Copy word for word the records from the line that contains "Keypoint placement rule: for each instance of the smoke, put" up to and including the last line of the records.

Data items
◆ ◆ ◆ ◆ ◆
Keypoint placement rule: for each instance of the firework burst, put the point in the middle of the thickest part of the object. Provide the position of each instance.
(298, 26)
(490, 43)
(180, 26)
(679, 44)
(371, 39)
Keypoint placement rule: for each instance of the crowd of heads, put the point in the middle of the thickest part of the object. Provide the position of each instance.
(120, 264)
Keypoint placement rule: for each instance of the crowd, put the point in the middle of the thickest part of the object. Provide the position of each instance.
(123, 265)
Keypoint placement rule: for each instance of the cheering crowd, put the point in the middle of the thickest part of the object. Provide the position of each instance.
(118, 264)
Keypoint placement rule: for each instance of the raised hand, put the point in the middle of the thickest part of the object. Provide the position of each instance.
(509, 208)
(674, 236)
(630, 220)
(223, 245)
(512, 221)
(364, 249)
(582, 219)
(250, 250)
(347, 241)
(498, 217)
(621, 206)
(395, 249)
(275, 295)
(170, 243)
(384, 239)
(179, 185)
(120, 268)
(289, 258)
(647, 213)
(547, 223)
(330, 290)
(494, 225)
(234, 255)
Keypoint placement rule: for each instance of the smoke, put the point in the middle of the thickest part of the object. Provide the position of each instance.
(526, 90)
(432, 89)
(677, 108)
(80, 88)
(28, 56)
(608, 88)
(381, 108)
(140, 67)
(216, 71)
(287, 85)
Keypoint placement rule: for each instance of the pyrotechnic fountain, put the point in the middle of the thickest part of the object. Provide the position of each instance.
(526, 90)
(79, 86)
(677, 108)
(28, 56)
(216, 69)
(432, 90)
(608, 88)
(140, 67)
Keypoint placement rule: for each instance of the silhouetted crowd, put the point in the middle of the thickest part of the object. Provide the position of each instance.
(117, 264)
◆ ◆ ◆ ◆ ◆
▶ [SOLUTION]:
Keypoint placement rule: for each instance of the smoke, put the point in the middle of the thickest part of the object. Provide the position of each instance.
(526, 90)
(432, 89)
(677, 108)
(80, 88)
(28, 56)
(608, 88)
(381, 108)
(140, 67)
(216, 71)
(287, 85)
Keypoint placement rule: for each instance of the pyrotechnic fountain, put the point in the middle of the thickest part of the object. Provide the position of each instance.
(526, 90)
(79, 86)
(677, 108)
(28, 56)
(216, 69)
(432, 90)
(608, 88)
(140, 67)
Keypoint placement rule: for each instance of the silhouetted crowd, put the point in the middle of the thickest part of the object. Provide the position of each instance.
(117, 264)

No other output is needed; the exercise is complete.